§ Brano citato
§ §
Dago a 'la stampa' per i 20 anni di dagospia: sognavo il compleanno dell'allegria, invece...
“È UN COMPLEANNO MALINCONICO, LA PAURA DEL COVID CI HA MANGIATO L'ANIMA” – DAGO A “LA STAMPA”: "IN VENT'ANNI DI DAGOSPIA, NON HO MAI SCRITTO UN EDITORIALE. IO CONSEGNO LA PORTATA, IL MONDO DI INTERNET FORMA IL SUO GIUDIZIO. CON UN COLPO DI MOUSE, E' STATA RESETTATA LA PASSIVITA' DEL LETTORE DELL'EPOCA ANALOGICA" - “MI SONO ACCORTO DI ESSERE ENTRATO NELLA STANZA DEI BOTTONI GRAZIE AL VATICANO..."
Michela Tamburrino per “la Stampa”
Dovrebbe essere felice Roberto d' Agostino. Invece non lo è. Perché i vent' anni del sito Dagospia se li era immaginati «stracafonal» , fatti di baci, abbracci, sudori scambiati e tanta allegria. «La paura del Covid ci ha mangiato l' anima. Sognavo il ventennale dell' allegria, invece si rinuncia a vivere. Perciò è un compleanno malinconico, come per tutti».
§ §
§ Materiale fornito
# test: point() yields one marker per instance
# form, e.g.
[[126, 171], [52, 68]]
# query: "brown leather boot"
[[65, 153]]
§ §
§ Compiti dell'esercizio
1. Con quale aggettivo Roberto d'Agostino definisce questo compleanno nel brano su Dagospia?
2. Prosegui il brano su Dagospia riprendendo subito dopo la sua ultima frase.
I record non hanno alcun ruolo in questo esercizio.

§ Soluzioni dei compiti
1. Malinconico.

2.
Grazie a quell' invenzione straordinaria che è il web, il portale Dagospia ha spopolato negli anni e ora ha raddoppiato il traffico causa virus.
«Perché io non alterno porno, politica e feste come dicono certi. Vent' anni fa sono partito nella pura follia. L' ho fatto per curarmi, colpito come ero da una depressione forte, era il demone dell' età. Avevo 52 anni, ero stanco dei giornali, di proposte che non andavano in porto, di ordini altrui. Serviva il colpo di reni: allora faccio l' autarchico, me la suono e me la canto per arrivare a scoprire che ad avere più bisogno della cura erano gli altri, stupiti di avere finalmente accesso ai fatti. Da giornalista di costume mi sono trovato nell' eterogenesi dei fini».
E ricorda: «Nel 2000 non sapevo chi fosse Cuccia, il padrone dell' Italia, perché nessuno ne parlava. Mi hanno aiutato gli amici Palombelli e Proietti, l' arrivo di Cossiga e mi sono trovato a non parlare più di look. Dagospia è una tavola da surf e per inseguire l' onda mi dovevo tenere lontano dall' ideologia forte dell' analogico. Era il digitale a tenermi in sella. Non ho mai scritto un editoriale, io consegno la portata, il mondo di Internet forma il suo giudizio. Avevo in mano la consapevolezza che il linguaggio buono per il giornale fosse sbagliato sul web».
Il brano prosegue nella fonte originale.